◆ **Objective**
The lines to be set down run from the line containing "Each instance of the cart" through the final line of the data below; print them exactly and print nothing else.

◆ **Entries from a pointing dataset**
--- start ---

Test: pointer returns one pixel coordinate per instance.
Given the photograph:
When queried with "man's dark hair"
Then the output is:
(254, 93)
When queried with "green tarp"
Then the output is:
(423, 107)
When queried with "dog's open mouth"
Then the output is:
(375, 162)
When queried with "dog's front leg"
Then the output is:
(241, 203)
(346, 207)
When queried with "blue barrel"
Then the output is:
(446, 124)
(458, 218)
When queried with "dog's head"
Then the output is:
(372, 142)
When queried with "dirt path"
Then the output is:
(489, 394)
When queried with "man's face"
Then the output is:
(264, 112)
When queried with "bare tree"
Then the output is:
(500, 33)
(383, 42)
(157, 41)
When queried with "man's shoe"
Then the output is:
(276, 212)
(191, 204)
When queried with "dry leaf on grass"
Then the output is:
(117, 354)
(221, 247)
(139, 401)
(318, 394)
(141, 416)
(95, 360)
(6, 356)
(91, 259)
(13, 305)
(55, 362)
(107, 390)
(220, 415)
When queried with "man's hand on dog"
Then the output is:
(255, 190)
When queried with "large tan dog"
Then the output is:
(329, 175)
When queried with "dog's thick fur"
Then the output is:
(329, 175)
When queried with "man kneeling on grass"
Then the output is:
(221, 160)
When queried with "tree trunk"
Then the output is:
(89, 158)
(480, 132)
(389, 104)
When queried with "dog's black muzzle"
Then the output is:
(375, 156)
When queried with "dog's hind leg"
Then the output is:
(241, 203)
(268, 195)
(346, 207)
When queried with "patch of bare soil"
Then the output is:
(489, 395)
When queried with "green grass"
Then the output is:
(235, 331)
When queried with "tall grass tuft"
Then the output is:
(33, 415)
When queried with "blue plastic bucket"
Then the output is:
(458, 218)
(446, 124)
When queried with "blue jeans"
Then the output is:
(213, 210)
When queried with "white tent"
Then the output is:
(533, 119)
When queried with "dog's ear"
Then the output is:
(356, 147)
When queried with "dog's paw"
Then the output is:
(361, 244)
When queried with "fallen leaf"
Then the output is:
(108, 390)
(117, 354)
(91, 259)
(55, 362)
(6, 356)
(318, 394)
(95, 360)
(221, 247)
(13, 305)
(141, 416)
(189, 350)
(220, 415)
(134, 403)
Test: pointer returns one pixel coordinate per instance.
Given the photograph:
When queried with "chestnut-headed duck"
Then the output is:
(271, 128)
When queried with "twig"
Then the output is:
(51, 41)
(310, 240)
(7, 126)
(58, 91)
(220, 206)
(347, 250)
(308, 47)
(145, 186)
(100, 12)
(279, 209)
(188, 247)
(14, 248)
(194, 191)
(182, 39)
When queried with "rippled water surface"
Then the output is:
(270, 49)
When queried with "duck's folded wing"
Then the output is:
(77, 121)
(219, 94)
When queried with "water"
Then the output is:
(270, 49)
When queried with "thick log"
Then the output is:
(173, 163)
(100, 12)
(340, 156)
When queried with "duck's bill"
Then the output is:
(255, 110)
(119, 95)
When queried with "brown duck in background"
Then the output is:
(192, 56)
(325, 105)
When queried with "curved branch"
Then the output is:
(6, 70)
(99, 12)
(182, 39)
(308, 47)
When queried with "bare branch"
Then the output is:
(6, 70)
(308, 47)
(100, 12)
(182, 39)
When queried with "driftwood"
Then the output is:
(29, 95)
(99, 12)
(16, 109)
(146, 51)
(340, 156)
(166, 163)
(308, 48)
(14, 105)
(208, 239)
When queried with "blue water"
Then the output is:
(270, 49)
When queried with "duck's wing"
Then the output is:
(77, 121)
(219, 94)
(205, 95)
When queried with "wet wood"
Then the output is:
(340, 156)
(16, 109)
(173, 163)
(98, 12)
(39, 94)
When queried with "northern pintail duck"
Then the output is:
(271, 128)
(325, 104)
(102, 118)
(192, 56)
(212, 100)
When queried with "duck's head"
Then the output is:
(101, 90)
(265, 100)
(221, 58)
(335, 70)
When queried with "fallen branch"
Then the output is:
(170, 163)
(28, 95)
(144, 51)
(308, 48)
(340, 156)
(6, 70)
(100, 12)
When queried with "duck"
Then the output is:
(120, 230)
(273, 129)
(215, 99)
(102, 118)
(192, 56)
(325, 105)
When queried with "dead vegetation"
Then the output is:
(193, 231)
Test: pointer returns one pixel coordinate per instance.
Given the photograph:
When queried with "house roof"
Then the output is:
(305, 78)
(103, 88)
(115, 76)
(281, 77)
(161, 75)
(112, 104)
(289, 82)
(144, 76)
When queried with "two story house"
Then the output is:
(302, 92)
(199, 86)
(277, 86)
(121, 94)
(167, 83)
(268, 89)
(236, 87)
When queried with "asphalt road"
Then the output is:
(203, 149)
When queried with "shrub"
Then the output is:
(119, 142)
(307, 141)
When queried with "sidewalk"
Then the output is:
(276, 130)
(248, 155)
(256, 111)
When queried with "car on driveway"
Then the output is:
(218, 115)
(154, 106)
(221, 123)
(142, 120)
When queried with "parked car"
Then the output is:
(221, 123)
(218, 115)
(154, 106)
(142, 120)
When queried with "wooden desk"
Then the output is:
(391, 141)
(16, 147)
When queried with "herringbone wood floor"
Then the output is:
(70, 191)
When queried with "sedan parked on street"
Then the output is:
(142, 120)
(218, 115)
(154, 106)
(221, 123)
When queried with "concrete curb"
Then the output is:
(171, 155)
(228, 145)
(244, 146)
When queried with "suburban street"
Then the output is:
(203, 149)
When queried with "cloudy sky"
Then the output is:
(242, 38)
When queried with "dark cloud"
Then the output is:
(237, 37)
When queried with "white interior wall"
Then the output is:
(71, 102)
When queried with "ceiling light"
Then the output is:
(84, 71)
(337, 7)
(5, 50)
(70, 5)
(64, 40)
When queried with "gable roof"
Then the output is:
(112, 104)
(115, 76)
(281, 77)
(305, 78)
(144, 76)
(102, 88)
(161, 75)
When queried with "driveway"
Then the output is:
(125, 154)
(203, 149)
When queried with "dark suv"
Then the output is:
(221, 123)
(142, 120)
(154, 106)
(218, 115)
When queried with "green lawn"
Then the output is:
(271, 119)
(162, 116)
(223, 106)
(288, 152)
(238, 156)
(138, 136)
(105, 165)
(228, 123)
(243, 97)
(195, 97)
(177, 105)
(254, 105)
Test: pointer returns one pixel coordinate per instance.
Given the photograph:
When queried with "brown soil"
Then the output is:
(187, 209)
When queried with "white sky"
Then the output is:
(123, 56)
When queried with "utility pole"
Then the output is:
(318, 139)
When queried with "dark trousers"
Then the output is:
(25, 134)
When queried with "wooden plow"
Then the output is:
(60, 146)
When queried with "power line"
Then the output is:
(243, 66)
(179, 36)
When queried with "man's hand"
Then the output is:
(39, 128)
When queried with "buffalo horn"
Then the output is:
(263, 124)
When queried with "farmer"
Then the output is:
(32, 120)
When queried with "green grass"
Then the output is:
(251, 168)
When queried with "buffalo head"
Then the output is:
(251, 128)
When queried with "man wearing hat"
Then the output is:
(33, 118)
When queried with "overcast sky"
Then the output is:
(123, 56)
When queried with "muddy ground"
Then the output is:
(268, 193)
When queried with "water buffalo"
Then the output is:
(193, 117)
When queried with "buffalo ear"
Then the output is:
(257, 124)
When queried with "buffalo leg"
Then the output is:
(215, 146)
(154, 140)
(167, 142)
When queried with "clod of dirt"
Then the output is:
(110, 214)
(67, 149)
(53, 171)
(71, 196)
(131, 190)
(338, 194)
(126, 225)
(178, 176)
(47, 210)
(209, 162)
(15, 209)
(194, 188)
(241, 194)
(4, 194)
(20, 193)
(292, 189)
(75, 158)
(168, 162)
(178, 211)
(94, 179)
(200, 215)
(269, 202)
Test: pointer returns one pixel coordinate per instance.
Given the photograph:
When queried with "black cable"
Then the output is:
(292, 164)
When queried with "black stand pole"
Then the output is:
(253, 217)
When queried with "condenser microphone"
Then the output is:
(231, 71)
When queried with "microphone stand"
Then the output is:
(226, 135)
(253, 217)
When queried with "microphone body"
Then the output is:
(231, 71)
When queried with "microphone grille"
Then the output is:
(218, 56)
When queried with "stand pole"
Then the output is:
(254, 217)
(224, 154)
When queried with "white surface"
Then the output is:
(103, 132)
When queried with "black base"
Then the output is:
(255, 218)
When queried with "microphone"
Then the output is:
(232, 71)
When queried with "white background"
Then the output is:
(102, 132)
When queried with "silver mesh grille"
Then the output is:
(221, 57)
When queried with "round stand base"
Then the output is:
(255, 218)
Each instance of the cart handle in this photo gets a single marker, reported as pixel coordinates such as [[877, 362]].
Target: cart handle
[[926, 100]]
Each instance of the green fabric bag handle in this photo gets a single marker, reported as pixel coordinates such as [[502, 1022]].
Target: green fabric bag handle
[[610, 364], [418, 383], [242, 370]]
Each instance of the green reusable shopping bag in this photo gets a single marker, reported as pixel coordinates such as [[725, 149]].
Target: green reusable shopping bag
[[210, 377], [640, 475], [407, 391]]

--- end ---

◆ **Output**
Each instance of the cart handle in this photo gets a single marker, reported as pixel coordinates such as [[877, 362]].
Target: cart handle
[[926, 100]]
Each instance of the green fabric bag handle in this photo gets a single marker, reported as pixel coordinates such as [[502, 1022]].
Target: green fabric bag handle
[[610, 364], [418, 383], [242, 370]]
Each instance of the green reusable shopping bag in this photo gets a single marker, reported as pixel coordinates such as [[725, 149]].
Target: green reusable shopping bag
[[210, 377], [640, 475], [407, 391]]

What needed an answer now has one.